Selected excerpt:
========================

Files
2025-11-29 18:23:22 +08:00

10 KiB

Gemini Nano Banana Tool Skill

Professional CLI for Google Gemini image generation with AI-powered prompt optimization, cost tracking, and multi-turn conversations.

Quick Reference

# AI prompt optimization
gemini-nano-banana-tool promptgen "simple description"

# Generate image (both commands work)
gemini-nano-banana-tool generate "detailed prompt" -o output.png
gemini-nano-banana-tool generate-image "detailed prompt" -o output.png

# Multi-turn refinement
gemini-nano-banana-tool generate-conversation "prompt" -o output.png -f conv.json

# Discovery
gemini-nano-banana-tool list-models
gemini-nano-banana-tool list-aspect-ratios

Core Capabilities

1. AI Prompt Generation

Transform simple descriptions into detailed, optimized prompts:

# Basic usage
gemini-nano-banana-tool promptgen "wizard cat"

# With template for specialized prompts
gemini-nano-banana-tool promptgen "wizard cat" --template character

# Pipeline: optimize then generate
gemini-nano-banana-tool promptgen "cyberpunk city" --template scene | \
  gemini-nano-banana-tool generate -o city.png --stdin -a 16:9

Available Templates:

  • photography - Technical camera details, lighting
  • character - Pose, attire, expression
  • scene - Foreground/midground/background
  • food - Plating, garnish, lighting
  • abstract - Shapes, colors, patterns
  • logo - Typography, symbolism

2. Text-to-Image Generation

Generate images from prompts with flexible input (use generate or generate-image interchangeably):

# From positional argument (both commands work)
gemini-nano-banana-tool generate "A cat wearing a wizard hat" -o cat.png
gemini-nano-banana-tool generate-image "A cat wearing a wizard hat" -o cat.png

# From file
gemini-nano-banana-tool generate -f prompt.txt -o output.png

# From stdin (piping)

========================

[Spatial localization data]

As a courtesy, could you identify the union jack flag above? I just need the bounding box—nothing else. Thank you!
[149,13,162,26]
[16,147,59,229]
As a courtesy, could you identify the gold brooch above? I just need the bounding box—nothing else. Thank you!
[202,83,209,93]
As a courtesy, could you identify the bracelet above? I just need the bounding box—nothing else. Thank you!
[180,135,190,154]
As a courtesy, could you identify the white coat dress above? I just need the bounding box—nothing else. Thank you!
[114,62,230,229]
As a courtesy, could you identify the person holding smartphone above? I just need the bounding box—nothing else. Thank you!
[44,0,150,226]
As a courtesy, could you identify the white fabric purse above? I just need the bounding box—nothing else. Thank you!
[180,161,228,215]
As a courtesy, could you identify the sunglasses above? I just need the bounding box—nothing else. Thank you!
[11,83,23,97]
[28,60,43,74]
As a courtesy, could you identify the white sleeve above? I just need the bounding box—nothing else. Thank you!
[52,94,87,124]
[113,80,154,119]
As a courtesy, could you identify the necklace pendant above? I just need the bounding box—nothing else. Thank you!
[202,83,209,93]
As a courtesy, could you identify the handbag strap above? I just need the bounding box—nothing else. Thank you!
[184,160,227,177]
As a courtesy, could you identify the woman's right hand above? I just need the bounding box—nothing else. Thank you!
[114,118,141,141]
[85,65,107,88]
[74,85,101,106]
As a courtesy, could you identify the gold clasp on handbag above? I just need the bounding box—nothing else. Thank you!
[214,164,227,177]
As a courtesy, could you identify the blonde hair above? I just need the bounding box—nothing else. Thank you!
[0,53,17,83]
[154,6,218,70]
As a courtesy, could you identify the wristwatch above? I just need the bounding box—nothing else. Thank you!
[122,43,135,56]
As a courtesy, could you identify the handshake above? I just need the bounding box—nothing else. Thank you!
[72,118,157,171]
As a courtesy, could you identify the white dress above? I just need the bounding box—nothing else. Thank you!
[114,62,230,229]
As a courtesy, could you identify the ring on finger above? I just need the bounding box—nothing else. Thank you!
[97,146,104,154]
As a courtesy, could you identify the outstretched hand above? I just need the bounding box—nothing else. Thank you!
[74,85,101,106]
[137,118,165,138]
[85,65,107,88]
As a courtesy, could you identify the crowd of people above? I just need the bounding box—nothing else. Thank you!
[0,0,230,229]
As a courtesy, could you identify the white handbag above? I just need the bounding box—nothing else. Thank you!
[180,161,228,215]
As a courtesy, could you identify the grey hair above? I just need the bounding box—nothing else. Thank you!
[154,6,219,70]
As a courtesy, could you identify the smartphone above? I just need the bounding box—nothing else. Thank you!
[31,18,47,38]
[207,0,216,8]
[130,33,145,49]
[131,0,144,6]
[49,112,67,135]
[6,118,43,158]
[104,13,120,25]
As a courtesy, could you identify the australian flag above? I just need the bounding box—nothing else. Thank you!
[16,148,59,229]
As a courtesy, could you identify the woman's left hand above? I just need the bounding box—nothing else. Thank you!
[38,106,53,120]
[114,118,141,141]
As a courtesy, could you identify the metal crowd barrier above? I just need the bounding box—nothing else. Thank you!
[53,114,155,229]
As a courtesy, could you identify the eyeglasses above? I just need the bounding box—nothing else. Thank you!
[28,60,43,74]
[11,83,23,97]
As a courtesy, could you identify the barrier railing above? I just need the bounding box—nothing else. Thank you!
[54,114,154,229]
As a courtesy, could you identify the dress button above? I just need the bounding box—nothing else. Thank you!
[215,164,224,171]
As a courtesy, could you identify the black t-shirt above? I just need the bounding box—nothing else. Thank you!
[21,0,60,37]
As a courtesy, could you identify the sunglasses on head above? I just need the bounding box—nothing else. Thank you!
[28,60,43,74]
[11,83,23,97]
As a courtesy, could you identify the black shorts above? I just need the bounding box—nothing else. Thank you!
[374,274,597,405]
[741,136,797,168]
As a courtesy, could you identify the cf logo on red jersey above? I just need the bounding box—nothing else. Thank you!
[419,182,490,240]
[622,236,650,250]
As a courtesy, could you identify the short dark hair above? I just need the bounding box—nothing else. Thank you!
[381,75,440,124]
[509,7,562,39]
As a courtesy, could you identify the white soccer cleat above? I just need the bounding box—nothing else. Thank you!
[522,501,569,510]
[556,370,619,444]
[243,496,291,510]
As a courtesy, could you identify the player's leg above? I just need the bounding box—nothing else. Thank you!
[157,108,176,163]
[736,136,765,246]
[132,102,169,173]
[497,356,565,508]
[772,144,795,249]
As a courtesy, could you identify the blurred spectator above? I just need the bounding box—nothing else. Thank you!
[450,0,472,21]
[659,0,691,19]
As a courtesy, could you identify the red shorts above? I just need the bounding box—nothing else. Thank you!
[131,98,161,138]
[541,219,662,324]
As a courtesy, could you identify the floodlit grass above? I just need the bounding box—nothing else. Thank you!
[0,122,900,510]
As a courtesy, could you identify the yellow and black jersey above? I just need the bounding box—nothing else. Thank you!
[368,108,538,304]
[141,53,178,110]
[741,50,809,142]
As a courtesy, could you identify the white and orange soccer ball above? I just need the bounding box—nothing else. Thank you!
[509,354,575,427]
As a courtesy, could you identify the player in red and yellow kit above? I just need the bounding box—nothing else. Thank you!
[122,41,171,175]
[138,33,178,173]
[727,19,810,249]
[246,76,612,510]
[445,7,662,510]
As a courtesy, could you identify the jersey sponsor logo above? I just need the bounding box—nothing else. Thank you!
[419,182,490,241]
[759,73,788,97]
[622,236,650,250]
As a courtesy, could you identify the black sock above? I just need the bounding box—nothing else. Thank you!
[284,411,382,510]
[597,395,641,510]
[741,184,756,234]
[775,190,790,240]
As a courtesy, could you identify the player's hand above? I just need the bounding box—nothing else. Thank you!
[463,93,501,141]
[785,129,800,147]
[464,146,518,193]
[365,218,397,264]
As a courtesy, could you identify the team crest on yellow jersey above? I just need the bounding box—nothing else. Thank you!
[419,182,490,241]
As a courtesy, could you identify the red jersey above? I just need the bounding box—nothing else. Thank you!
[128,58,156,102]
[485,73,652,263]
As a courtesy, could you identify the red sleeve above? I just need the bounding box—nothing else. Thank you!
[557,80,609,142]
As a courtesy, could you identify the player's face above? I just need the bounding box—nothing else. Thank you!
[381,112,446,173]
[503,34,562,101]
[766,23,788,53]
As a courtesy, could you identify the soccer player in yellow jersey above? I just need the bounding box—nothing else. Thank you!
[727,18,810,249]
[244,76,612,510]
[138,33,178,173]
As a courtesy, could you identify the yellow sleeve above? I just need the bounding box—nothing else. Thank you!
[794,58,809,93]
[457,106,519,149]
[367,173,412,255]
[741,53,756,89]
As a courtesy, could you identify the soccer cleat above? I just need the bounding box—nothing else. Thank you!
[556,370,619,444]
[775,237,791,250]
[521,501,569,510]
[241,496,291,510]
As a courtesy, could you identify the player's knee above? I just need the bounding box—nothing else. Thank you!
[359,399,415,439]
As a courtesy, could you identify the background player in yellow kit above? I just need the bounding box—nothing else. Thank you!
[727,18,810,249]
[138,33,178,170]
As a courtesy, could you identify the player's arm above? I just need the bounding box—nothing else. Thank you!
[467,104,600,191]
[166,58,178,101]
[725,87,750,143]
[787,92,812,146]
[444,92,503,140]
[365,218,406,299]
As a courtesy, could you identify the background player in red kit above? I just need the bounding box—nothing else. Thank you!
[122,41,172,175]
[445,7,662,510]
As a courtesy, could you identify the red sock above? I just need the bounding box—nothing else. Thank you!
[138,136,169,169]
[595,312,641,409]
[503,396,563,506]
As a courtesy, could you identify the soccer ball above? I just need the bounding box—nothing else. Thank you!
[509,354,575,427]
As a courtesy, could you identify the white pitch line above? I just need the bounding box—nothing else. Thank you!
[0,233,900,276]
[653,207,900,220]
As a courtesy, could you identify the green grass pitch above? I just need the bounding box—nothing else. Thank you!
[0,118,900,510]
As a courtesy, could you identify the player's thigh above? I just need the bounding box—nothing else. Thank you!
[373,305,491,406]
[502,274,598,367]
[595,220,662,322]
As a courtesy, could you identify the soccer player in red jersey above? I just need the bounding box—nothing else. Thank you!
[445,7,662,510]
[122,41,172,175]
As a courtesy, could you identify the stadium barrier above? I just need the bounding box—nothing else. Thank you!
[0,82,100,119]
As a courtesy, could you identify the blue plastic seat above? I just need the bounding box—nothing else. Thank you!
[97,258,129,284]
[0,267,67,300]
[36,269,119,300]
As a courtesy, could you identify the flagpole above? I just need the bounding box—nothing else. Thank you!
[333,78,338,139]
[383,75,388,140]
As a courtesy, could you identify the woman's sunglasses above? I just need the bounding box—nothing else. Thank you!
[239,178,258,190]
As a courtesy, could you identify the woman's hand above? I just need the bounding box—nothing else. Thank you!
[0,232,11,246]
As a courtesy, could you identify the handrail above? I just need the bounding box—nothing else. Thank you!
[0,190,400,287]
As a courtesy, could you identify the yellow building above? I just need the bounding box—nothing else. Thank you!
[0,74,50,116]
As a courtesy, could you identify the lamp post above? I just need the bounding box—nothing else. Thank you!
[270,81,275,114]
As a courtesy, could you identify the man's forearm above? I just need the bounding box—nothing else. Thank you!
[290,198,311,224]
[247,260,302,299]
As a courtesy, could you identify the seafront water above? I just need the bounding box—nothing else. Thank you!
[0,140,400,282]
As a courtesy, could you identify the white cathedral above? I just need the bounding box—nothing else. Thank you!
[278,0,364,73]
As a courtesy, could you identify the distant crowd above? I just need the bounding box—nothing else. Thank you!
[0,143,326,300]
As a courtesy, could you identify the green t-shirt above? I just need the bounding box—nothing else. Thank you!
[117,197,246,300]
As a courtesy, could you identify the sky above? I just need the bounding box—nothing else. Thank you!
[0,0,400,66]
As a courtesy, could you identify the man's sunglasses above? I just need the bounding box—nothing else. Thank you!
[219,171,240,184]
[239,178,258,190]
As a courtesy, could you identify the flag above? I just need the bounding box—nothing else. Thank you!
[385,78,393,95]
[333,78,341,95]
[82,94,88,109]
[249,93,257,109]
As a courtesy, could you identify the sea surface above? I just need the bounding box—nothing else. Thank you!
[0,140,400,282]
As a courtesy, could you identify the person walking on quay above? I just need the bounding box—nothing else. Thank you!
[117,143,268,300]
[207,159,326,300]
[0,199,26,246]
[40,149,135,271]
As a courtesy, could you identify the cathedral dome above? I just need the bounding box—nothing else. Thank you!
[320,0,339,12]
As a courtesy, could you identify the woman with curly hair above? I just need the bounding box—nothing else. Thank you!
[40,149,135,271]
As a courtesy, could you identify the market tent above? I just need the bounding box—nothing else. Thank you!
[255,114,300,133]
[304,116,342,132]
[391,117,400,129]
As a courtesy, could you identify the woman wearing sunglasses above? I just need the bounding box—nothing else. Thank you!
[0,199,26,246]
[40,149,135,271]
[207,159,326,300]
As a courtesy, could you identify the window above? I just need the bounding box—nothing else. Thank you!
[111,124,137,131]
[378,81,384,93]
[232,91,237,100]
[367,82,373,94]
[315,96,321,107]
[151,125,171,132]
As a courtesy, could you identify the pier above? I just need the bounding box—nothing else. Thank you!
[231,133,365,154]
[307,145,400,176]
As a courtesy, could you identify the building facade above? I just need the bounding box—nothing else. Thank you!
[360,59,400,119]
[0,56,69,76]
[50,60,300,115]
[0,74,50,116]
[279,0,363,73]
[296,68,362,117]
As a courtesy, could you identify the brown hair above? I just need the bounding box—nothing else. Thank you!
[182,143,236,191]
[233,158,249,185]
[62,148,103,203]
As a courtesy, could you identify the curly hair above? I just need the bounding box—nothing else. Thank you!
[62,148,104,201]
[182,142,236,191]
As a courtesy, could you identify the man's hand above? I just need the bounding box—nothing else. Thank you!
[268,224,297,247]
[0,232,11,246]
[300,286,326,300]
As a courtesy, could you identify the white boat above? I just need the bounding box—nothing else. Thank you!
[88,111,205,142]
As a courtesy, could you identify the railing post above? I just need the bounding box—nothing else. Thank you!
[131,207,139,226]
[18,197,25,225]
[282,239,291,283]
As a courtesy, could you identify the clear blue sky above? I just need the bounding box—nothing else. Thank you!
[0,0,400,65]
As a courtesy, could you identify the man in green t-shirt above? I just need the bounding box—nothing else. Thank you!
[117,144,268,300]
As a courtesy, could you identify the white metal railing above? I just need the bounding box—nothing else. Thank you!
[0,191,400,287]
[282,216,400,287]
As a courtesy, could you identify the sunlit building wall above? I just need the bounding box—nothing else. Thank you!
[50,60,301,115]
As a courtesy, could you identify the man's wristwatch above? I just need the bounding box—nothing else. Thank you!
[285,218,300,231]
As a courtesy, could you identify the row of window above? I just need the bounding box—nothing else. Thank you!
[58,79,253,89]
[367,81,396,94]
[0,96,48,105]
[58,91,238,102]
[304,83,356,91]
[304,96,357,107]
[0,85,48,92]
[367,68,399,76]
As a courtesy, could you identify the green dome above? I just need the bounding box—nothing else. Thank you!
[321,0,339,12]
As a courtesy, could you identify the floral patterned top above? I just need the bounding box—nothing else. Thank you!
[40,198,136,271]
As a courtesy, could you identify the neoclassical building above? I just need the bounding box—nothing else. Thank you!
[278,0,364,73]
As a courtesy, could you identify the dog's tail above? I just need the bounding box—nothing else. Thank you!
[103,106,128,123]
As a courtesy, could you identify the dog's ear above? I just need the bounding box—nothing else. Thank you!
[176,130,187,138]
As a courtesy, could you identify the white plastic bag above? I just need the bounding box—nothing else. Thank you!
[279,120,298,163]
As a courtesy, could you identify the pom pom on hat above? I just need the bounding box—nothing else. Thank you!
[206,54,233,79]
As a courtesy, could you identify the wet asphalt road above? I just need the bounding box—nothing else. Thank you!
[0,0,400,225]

========================

The problem: In the Gemini Nano Banana tool page, rewrite the part that opens with the words containing "Generate images from" and closes with "From stdin (piping)", changing "wizard hat" to "top hat". These items were taken from a different source than the text.

Final answer:
Generate images from prompts with flexible input (use generate or generate-image interchangeably):

# From positional argument (both commands work)
gemini-nano-banana-tool generate "A cat wearing a top hat" -o cat.png
gemini-nano-banana-tool generate-image "A cat wearing a top hat" -o cat.png

# From file
gemini-nano-banana-tool generate -f prompt.txt -o output.png

# From stdin (piping)